Aim of the task
Quote word for word from the line holding "of the palm" to the last line below, including both, and omit any pictures.

Input rows
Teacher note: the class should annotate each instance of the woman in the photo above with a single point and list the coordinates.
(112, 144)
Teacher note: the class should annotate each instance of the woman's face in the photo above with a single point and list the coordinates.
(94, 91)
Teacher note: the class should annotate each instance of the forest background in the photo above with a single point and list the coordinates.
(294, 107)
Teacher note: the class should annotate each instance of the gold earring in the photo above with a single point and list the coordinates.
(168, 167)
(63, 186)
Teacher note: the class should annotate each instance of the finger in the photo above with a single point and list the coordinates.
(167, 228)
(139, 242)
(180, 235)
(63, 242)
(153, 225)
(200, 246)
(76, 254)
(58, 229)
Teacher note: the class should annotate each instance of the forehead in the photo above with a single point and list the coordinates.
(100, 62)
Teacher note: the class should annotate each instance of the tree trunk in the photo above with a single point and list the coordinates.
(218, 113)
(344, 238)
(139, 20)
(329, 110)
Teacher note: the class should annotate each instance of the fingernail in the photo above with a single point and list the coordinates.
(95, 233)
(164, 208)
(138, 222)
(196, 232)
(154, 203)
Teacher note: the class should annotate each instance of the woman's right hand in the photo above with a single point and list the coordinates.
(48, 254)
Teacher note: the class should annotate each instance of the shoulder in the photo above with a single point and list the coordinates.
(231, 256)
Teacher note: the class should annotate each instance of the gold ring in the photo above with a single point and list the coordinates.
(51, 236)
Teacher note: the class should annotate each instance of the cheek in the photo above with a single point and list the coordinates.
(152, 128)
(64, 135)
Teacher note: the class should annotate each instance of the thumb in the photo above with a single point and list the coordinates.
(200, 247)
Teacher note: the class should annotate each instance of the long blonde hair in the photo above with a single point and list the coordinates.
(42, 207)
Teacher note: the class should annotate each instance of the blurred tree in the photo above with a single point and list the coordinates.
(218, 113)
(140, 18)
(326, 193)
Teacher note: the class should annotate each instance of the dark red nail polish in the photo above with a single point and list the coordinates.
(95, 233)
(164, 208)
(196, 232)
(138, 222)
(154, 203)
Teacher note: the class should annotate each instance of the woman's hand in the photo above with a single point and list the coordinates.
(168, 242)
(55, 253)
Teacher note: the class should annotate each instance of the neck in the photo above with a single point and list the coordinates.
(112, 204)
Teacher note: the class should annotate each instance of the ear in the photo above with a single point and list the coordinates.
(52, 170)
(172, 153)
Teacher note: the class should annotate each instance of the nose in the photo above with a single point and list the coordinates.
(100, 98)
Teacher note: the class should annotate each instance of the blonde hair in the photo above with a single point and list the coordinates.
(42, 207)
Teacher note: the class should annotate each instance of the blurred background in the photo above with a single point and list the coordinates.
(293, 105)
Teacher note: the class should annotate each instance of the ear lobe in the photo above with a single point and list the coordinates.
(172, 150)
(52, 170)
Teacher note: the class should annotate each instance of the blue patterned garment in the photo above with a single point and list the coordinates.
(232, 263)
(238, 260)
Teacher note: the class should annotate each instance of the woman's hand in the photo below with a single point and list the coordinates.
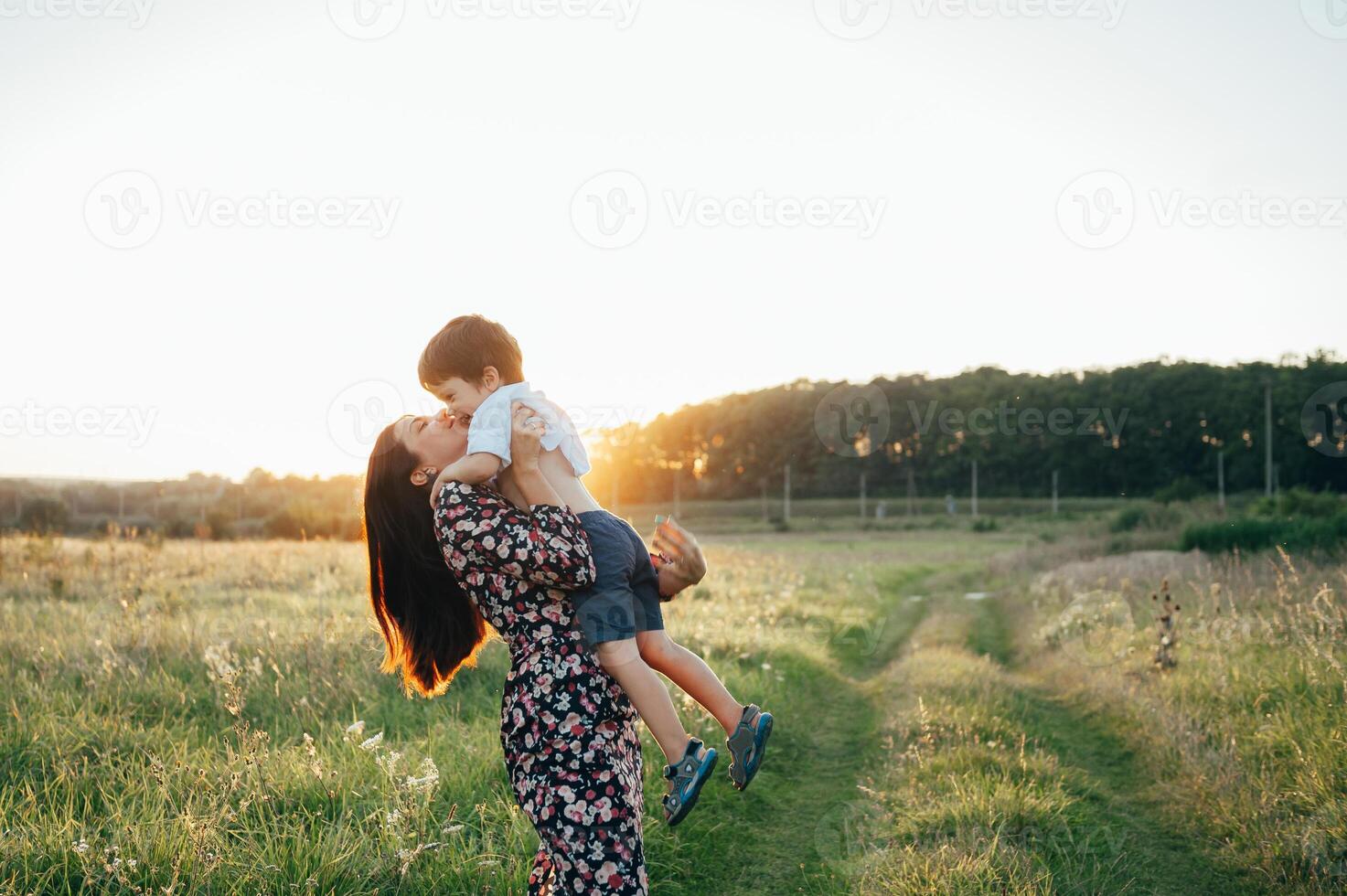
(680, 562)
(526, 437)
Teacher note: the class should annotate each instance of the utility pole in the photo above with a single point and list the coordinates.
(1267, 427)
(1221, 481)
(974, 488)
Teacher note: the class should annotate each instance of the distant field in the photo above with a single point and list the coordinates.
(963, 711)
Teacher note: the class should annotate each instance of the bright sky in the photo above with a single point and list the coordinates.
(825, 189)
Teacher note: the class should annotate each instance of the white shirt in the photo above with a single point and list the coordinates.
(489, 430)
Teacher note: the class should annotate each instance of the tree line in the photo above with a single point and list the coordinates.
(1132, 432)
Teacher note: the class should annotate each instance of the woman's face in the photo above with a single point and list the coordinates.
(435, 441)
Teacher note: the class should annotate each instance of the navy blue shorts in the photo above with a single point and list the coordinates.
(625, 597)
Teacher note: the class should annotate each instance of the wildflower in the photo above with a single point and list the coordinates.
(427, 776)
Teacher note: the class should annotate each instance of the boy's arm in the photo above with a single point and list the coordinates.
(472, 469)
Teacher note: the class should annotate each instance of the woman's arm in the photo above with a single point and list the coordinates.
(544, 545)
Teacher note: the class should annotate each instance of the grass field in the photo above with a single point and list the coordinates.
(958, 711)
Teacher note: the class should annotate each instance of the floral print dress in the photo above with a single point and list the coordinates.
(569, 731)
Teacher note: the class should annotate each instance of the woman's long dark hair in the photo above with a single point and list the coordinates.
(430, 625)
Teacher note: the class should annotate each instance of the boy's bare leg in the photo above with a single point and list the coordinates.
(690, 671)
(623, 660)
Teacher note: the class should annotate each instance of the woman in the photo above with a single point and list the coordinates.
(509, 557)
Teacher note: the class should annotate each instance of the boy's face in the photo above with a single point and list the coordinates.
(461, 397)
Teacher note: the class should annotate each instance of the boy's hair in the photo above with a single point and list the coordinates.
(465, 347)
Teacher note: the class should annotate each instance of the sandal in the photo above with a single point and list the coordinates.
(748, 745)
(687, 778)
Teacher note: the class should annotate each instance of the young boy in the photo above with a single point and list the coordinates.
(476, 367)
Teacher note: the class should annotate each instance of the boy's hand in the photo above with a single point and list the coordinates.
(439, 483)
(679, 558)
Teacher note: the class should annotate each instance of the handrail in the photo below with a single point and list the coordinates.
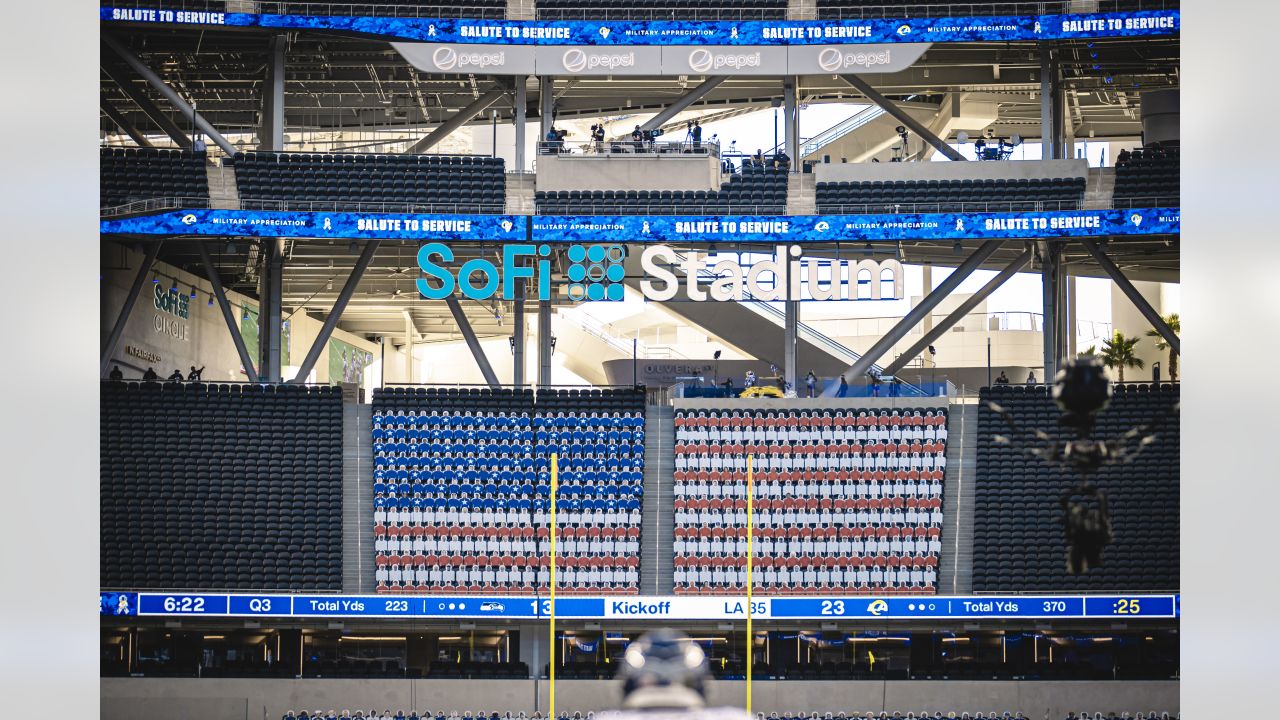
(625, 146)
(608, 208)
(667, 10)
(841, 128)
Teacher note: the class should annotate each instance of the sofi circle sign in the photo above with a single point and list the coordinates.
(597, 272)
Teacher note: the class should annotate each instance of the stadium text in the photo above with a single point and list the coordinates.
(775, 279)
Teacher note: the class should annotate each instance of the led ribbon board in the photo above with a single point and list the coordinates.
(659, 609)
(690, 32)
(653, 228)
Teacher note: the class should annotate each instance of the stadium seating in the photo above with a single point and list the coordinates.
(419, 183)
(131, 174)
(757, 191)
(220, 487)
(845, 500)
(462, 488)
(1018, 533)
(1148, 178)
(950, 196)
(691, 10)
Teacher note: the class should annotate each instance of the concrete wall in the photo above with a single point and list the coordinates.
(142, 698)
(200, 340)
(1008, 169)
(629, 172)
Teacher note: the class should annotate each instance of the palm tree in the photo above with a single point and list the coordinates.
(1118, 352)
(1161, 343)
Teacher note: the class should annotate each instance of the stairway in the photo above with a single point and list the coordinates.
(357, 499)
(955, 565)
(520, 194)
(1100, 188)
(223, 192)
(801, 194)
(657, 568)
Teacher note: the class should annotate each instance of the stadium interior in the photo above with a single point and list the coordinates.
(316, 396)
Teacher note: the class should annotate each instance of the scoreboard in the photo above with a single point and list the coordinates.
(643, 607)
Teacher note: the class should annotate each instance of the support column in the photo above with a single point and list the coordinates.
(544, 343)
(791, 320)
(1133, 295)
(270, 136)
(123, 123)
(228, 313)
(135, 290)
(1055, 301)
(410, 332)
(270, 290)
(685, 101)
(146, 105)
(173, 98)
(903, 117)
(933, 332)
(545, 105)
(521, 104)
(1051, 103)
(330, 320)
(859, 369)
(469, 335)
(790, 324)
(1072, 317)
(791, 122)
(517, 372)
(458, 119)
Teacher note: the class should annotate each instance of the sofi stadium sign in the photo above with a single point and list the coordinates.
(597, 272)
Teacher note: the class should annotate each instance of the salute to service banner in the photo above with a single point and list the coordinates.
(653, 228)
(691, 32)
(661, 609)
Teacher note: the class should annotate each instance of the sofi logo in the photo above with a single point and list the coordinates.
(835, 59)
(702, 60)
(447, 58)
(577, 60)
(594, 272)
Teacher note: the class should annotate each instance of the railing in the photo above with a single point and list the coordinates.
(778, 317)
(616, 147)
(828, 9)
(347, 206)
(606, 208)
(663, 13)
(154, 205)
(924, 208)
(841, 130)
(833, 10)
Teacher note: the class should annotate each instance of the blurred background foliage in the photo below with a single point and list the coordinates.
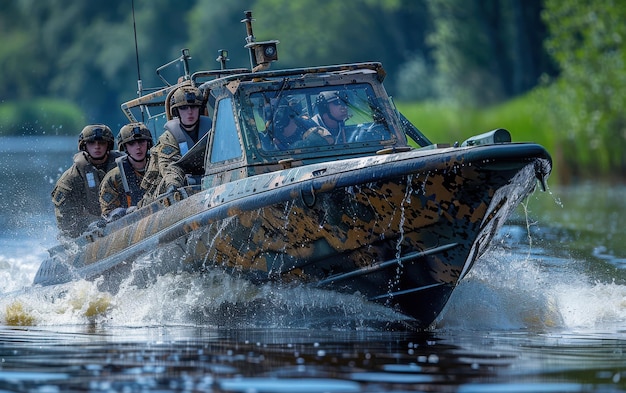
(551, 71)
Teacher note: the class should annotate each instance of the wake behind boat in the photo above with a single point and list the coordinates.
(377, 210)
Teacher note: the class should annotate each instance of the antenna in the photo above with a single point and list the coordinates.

Complete output
Teacher note: the class should annotate each instance of the palm tree in the photo above with a single point and list the coordinates.
(1118, 352)
(1161, 343)
Teacher note: the class should annotate each instance of the stairway in the photo above with a single point and list the coordinates.
(357, 499)
(955, 565)
(520, 194)
(1100, 188)
(223, 192)
(801, 194)
(657, 568)
Teacher note: the class should annotate each instance of the stadium interior in the photo above with a single point and list the coordinates.
(316, 396)
Teacher note: the class should annotate each instance of the scoreboard in the photo above with a single point and list the coordinates.
(643, 607)
Teacher note: the class should annotate each instance of the support column in the photo above with a single point and list the coordinates.
(544, 343)
(791, 320)
(1133, 295)
(270, 136)
(123, 123)
(228, 313)
(135, 290)
(1055, 301)
(410, 332)
(270, 290)
(685, 101)
(146, 105)
(173, 98)
(903, 117)
(933, 332)
(545, 105)
(521, 104)
(1051, 103)
(330, 320)
(859, 369)
(469, 335)
(790, 324)
(1072, 317)
(791, 122)
(517, 372)
(458, 119)
Teacher note: the class should annotate each instance of the sofi stadium sign in the photo above with a single point and list the coordinates.
(597, 272)
Teacher note: the class should annotate each instance of the salute to service banner in the photo above with a single point and list the coordinates.
(653, 228)
(691, 32)
(661, 609)
Teacher note: the class should annotate each instance of the sofi logo in the photo above with a single point and list the coordinates.
(835, 59)
(702, 60)
(447, 58)
(577, 60)
(594, 272)
Teacher note: the class should annotate each instance of the railing in the photo above with a single point and list the coordinates.
(778, 317)
(616, 147)
(828, 9)
(347, 206)
(606, 208)
(663, 13)
(154, 205)
(924, 208)
(841, 130)
(833, 10)
Teacher note: the class should annotate each instance of the blurred background foliage in the photo below with a single point and list the coordinates.
(551, 71)
Teacher note: the class should annotate each instance of the wake behind boat in the photo above with a single point and list the coordinates.
(377, 210)
Teacher note: the class should annotate each instance of the antenna in the photo above with a single point and list the coordinates.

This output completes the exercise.